Records for the task
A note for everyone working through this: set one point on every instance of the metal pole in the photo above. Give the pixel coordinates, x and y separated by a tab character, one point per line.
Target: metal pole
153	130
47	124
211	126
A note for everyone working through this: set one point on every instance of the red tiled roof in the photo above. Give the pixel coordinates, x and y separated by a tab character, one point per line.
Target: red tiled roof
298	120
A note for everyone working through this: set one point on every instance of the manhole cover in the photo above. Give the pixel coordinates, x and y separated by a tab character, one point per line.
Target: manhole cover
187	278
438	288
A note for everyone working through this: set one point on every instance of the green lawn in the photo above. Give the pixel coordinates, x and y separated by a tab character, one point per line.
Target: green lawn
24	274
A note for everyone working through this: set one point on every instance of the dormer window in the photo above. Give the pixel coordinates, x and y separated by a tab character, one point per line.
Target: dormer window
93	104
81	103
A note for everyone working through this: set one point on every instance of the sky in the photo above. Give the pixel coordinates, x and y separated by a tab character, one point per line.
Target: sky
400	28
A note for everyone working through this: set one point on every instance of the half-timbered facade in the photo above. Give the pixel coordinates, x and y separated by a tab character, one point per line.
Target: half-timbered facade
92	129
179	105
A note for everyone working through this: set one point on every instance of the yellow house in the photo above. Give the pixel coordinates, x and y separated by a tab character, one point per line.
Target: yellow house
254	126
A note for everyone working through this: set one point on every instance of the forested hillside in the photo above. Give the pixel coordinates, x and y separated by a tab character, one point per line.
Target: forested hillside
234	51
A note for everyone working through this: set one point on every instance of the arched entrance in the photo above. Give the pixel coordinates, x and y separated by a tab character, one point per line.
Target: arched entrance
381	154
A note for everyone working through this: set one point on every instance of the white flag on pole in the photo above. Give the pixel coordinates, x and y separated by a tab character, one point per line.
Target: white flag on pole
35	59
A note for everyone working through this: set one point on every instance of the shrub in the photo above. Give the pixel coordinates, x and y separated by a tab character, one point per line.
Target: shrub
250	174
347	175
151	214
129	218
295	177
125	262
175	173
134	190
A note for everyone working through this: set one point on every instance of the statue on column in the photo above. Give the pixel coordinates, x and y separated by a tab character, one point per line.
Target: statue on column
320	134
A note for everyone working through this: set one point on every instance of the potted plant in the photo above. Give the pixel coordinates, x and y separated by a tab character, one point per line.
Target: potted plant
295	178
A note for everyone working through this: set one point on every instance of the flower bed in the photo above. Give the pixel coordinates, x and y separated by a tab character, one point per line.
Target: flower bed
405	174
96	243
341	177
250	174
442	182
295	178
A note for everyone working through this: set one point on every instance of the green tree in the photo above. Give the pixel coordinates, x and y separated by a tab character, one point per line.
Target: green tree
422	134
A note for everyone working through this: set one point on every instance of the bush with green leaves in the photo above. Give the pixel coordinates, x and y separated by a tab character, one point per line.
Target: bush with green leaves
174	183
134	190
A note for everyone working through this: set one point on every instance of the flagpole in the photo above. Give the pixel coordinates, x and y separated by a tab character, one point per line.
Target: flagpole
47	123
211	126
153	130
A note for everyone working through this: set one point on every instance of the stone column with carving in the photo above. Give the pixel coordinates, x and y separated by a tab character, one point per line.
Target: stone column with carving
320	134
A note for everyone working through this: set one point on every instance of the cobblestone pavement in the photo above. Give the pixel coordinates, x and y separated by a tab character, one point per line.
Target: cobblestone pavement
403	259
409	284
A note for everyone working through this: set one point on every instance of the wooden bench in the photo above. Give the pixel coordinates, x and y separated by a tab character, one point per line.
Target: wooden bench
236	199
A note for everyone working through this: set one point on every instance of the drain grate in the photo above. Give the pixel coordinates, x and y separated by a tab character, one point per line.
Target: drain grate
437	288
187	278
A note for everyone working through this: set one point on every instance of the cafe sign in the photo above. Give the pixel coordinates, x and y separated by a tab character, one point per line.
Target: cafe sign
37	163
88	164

Instructions to follow
Output every one of the lines above as a Markdown table with the columns Row and Line, numbering the rows in order and skipping any blank lines.

Right answer
| Row | Line |
|---|---|
| 1 | A note for everyone working through this: set one point on every instance of the metal pole in the photo above. Give the pixel coordinates, x and y separated by a tab character, one point per line. |
| 2 | Target: metal pole |
| 3 | 153	130 |
| 4 | 47	124 |
| 5 | 211	126 |
| 6 | A note for everyone working through this: set one point on every instance of the red tiled roof in the photo above. Give the pixel coordinates, x and y separated by a tab character, one point per line. |
| 7 | Target: red tiled roof |
| 8 | 298	120 |
| 9 | A note for everyone working through this: set one point on every instance of the manhole cover in the photo above. Give the pixel coordinates, x and y separated by a tab character, one point per line. |
| 10 | Target: manhole cover |
| 11 | 187	278 |
| 12 | 438	288 |
| 13 | A note for everyone working through this: set one point on every instance of the green lawn in the photo above. Give the pixel coordinates, x and y separated by a tab character, one point per line. |
| 14 | Target: green lawn |
| 15 | 24	274 |
| 16 | A note for everyone working through this: set one point on every instance of the dormer window in the photo above. Give the pixel coordinates, x and y separated by a tab character, one point per line. |
| 17 | Target: dormer window |
| 18 | 93	104 |
| 19 | 81	103 |
| 20 | A note for everyone working through this: set one point on every instance of the sky in the photo above. Give the pixel coordinates, x and y separated by a tab character, one point per line. |
| 21 | Target: sky |
| 22 | 400	28 |
| 23 | A note for everyone working through this: set one point on every instance of the half-timbered facade in the photo above. Give the pixel coordinates, x and y separated by a tab character, one point per line. |
| 24 | Target: half-timbered facade |
| 25 | 92	129 |
| 26 | 179	105 |
| 27 | A note for everyone working through this: set one point on every instance of the yellow house in the photo above. Give the pixel coordinates, x and y separated by a tab character, one point per line. |
| 28 | Target: yellow house |
| 29 | 254	126 |
| 30 | A note for everyone working through this: set one point on every instance of the forested hillside in the photo above. Give the pixel coordinates, x and y separated by a tab character, one point per line. |
| 31 | Target: forested hillside |
| 32 | 234	51 |
| 33 | A note for everyone working through this: set one point on every instance of the arched entrance in the photo above. Give the pixel coordinates, x and y separated by a tab character, one point per line. |
| 34 | Target: arched entrance |
| 35 | 381	154 |
| 36 | A note for everyone working through this: set one point on every instance of the white flag on pole in the photo above. Give the pixel coordinates, x and y separated by a tab character, one point per line. |
| 37 | Target: white flag on pole |
| 38 | 35	59 |
| 39 | A note for everyone working through this: set one point on every instance of the shrub in the photo above. Give the pixel coordinates, x and y separated by a tab character, one point per line. |
| 40 | Target: shrub |
| 41 | 250	174 |
| 42 | 347	175 |
| 43 | 151	214 |
| 44 | 129	218 |
| 45 | 295	177 |
| 46 | 125	262 |
| 47 | 175	173 |
| 48 | 134	190 |
| 49 | A note for everyone working through this: set one point on every instance of the statue on column in the photo above. Give the pixel coordinates, x and y separated by a tab character, one point per line. |
| 50 | Target: statue on column |
| 51 | 320	134 |
| 52 | A note for everyone working through this: set one point on every instance of the potted plant in the photo above. Give the pixel coordinates, x and y separated by a tab character, one point per line. |
| 53 | Target: potted plant |
| 54 | 295	178 |
| 55 | A note for everyone working through this: set one point on every instance of the flower bed in the photo above. Give the pixel coordinates, x and y separated by a tab character, one point per line. |
| 56 | Target: flower bed |
| 57 | 405	174 |
| 58 | 96	243 |
| 59 | 341	177 |
| 60 | 250	174 |
| 61 | 442	182 |
| 62 | 295	178 |
| 63 | A note for everyone working through this: set one point on every instance of the green tree in the photo above. Give the pixel coordinates, x and y separated by a tab character, one point per line. |
| 64 | Target: green tree |
| 65 | 422	134 |
| 66 | A note for everyone working through this: set one point on every instance of the bush with green leaves in the photo above. Give the pixel coordinates, x and y separated by a tab character, one point per line. |
| 67 | Target: bush with green leaves |
| 68 | 174	183 |
| 69 | 134	190 |
| 70 | A note for everyone working through this: set one point on every instance of the flagpole in the photo above. Give the pixel coordinates, x and y separated by a tab character, one point per line. |
| 71 | Target: flagpole |
| 72 | 47	123 |
| 73 | 211	126 |
| 74 | 153	130 |
| 75 | A note for everyone working through this: set one point on every instance of the stone column with carving in the photo above. Give the pixel coordinates, x and y separated by a tab character, one point per line. |
| 76 | Target: stone column with carving |
| 77 | 320	134 |
| 78 | A note for everyone working through this: set one point on every instance of the cobblestone pavement in the photo above. Give the pixel coordinates, x and y separated by a tab character, one point per line. |
| 79 | Target: cobblestone pavement |
| 80 | 403	259 |
| 81 | 409	284 |
| 82 | A note for everyone working through this: set one point on every instance of the wooden bench in the photo above. Give the pixel coordinates, x and y separated by a tab character, one point per line. |
| 83 | Target: wooden bench |
| 84 | 236	199 |
| 85 | A note for everyone working through this: set one point on every instance of the drain grate in the photo above. Give the pixel coordinates, x and y separated by a tab character, one point per line. |
| 86 | Target: drain grate |
| 87 | 437	288 |
| 88 | 187	278 |
| 89 | A note for everyone working through this: set one point on every instance of the cafe sign in the photo above. Give the pixel coordinates, x and y separated by a tab character, one point per line. |
| 90 | Target: cafe sign |
| 91 | 37	163 |
| 92 | 88	164 |